[About this exercise]:
The response should contain all of the data below, reproduced exactly, and no pictures.

[Data records]:
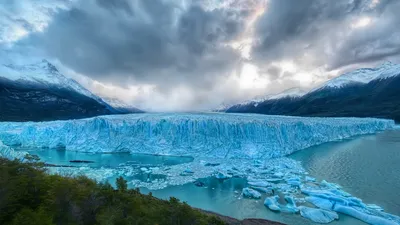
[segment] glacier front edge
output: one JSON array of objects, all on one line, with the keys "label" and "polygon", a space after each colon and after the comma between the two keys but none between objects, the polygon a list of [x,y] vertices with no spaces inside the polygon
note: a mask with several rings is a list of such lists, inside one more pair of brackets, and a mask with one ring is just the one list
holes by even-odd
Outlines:
[{"label": "glacier front edge", "polygon": [[256,114],[129,114],[51,122],[2,122],[8,146],[268,159],[321,143],[391,129],[373,118],[306,118]]}]

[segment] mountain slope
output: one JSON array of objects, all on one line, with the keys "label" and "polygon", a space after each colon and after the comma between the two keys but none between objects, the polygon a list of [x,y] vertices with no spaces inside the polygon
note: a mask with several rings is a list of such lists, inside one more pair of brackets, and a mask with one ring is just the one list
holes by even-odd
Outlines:
[{"label": "mountain slope", "polygon": [[379,117],[400,121],[400,66],[359,69],[296,98],[235,105],[227,112],[293,116]]},{"label": "mountain slope", "polygon": [[76,119],[118,113],[46,60],[0,65],[0,121]]},{"label": "mountain slope", "polygon": [[120,113],[142,113],[144,111],[130,105],[127,104],[125,102],[122,102],[121,100],[117,99],[117,98],[104,98],[103,100],[111,105],[114,109],[116,109],[118,112]]}]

[Answer to this exercise]:
[segment] glacier front edge
output: one JSON array of objects, all on one line, with the keys "label" and "polygon", a space after each colon and after the comma between the two keys but none between objects, the polygon a list of [x,y] vertices with no spaces inside the polygon
note: a mask with several rings is a list of such lists, inside one more pair of brackets, and a mask with one ring is just the one list
holes by even-odd
Outlines:
[{"label": "glacier front edge", "polygon": [[256,114],[129,114],[51,122],[2,122],[8,146],[268,159],[321,143],[391,129],[373,118],[306,118]]}]

[segment] mountain slope
output: one JSON array of objects, all on one line, with the keys "label" and "polygon", a space after each colon and after the comma between the two keys but none between objects, the polygon a list of [x,y] vertices with no spaces inside the polygon
note: a mask with several rings is a list of such lists, inside one more pair of brackets, and a mask with one ring is just the one list
holes by even-odd
Outlines:
[{"label": "mountain slope", "polygon": [[379,117],[400,121],[400,66],[359,69],[296,98],[235,105],[227,112],[293,116]]},{"label": "mountain slope", "polygon": [[76,119],[118,113],[46,60],[0,65],[0,121]]},{"label": "mountain slope", "polygon": [[120,113],[142,113],[144,111],[130,105],[127,104],[125,102],[122,102],[121,100],[117,99],[117,98],[104,98],[103,100],[111,105],[114,109],[116,109],[118,112]]}]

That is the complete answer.